*PAGE:*
# Exploratory Data Analysis on Yelp Dataset

## The goal of the project is to build an app that allows a user to find local resturants and eateries that specialize in a specific dish. This could be anything - bagels, pizza, chicken wings, tacos. We are looking to redefine what it means for a resturant to be "good", as many resturants specialize in certain dishes.

## The dataset can be found at https://www.yelp.com/dataset.

In [945]:
import numpy as np
import scipy
import pandas as pd
import dask.bag as db
import json
import matplotlib.pyplot as plt
import arviz as az
import pymc3 as pm
import mplleaflet
from scipy.special import factorial as factorial
%matplotlib notebook
pd.set_option('display.max_columns', None)

*REQUESTS:*
1. Print the Yelp analysis page from "## The goal" up to and including "found at https://www.yelp.com/dataset.".
2. According to the Yelp analysis page, where can the dataset be found?

*DATASET EXCERPTS:*

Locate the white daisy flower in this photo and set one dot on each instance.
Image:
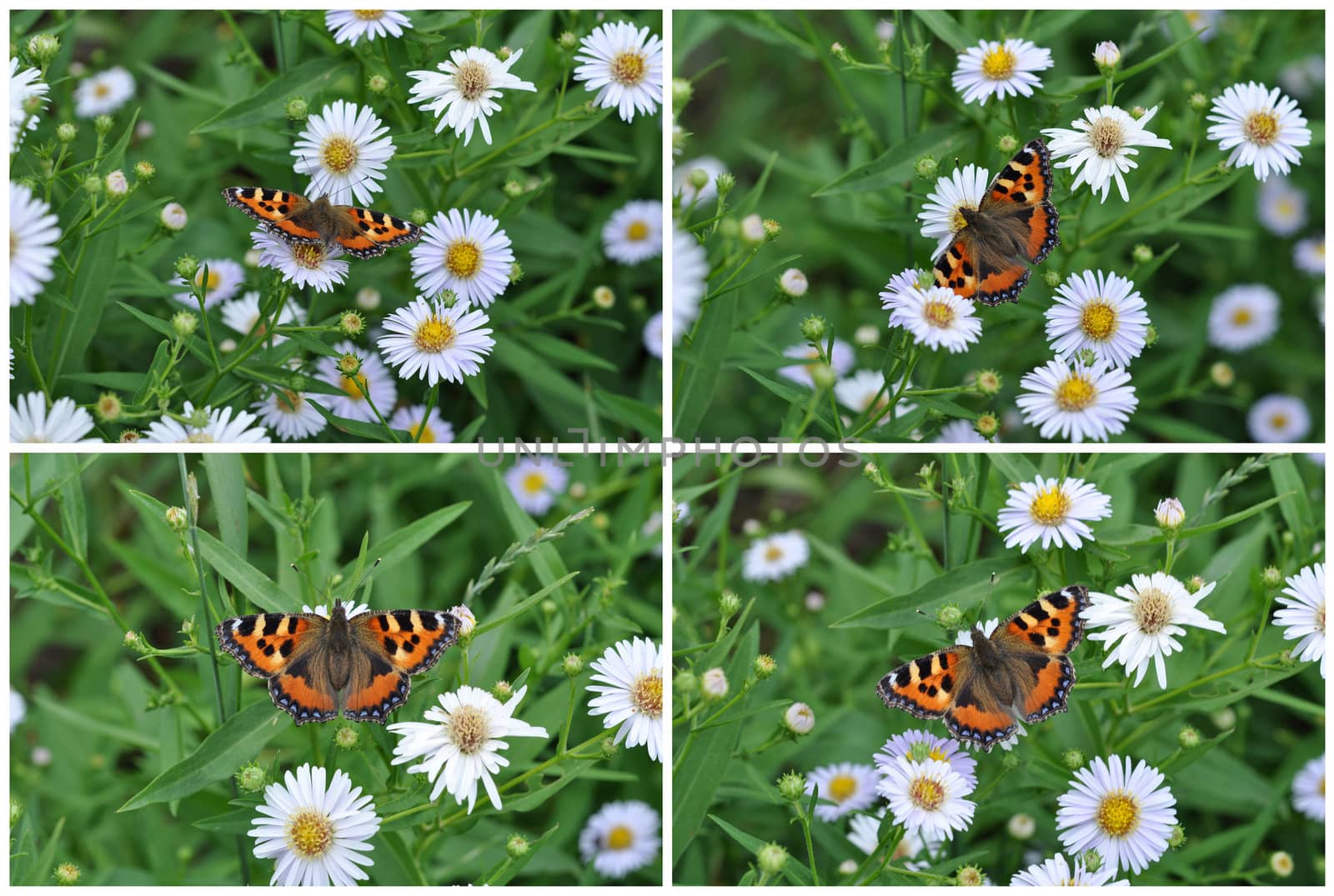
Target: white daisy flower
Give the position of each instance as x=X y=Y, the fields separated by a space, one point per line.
x=1125 y=815
x=1058 y=873
x=207 y=426
x=626 y=68
x=920 y=746
x=938 y=318
x=433 y=429
x=464 y=253
x=373 y=384
x=654 y=335
x=1102 y=144
x=318 y=833
x=351 y=26
x=1309 y=255
x=620 y=838
x=995 y=68
x=1146 y=618
x=290 y=413
x=464 y=746
x=927 y=798
x=682 y=178
x=634 y=233
x=775 y=556
x=689 y=282
x=242 y=315
x=104 y=93
x=1281 y=207
x=23 y=87
x=630 y=693
x=940 y=213
x=1309 y=789
x=33 y=233
x=845 y=787
x=302 y=264
x=1101 y=313
x=1076 y=402
x=840 y=359
x=1054 y=511
x=1278 y=418
x=435 y=343
x=537 y=483
x=464 y=95
x=1302 y=615
x=1262 y=128
x=1244 y=316
x=66 y=422
x=344 y=149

*ANSWERS PROVIDED:*
1.
## The goal of the project is to build an app that allows a user to find local resturants and eateries that specialize in a specific dish. This could be anything - bagels, pizza, chicken wings, tacos. We are looking to redefine what it means for a resturant to be "good", as many resturants specialize in certain dishes.

## The dataset can be found at https://www.yelp.com/dataset.

2. https://www.yelp.com/dataset